[Position identification records]

----------

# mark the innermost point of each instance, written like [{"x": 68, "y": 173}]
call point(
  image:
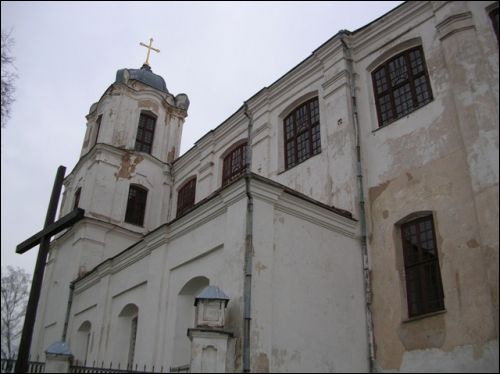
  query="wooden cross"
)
[
  {"x": 149, "y": 49},
  {"x": 43, "y": 238}
]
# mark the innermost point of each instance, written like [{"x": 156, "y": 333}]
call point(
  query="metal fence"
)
[
  {"x": 116, "y": 369},
  {"x": 39, "y": 367},
  {"x": 33, "y": 366}
]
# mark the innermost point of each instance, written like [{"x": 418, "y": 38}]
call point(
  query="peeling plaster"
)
[{"x": 128, "y": 165}]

----------

REQUIRED WORK
Make an exact reproduction of the listing above, without any pictures.

ANSWER TO THIS TASK
# mark the innermost point of each instance, written like [{"x": 68, "y": 173}]
call point(
  image:
  query="wooden cross"
)
[
  {"x": 149, "y": 49},
  {"x": 43, "y": 238}
]
# mark the innermost point of each instance, written like [{"x": 156, "y": 333}]
call point(
  query="metal fence"
)
[
  {"x": 116, "y": 369},
  {"x": 39, "y": 367},
  {"x": 33, "y": 366}
]
# mark the innermost point of each instance, written like [{"x": 418, "y": 38}]
call point(
  query="peeling plaster"
)
[{"x": 128, "y": 165}]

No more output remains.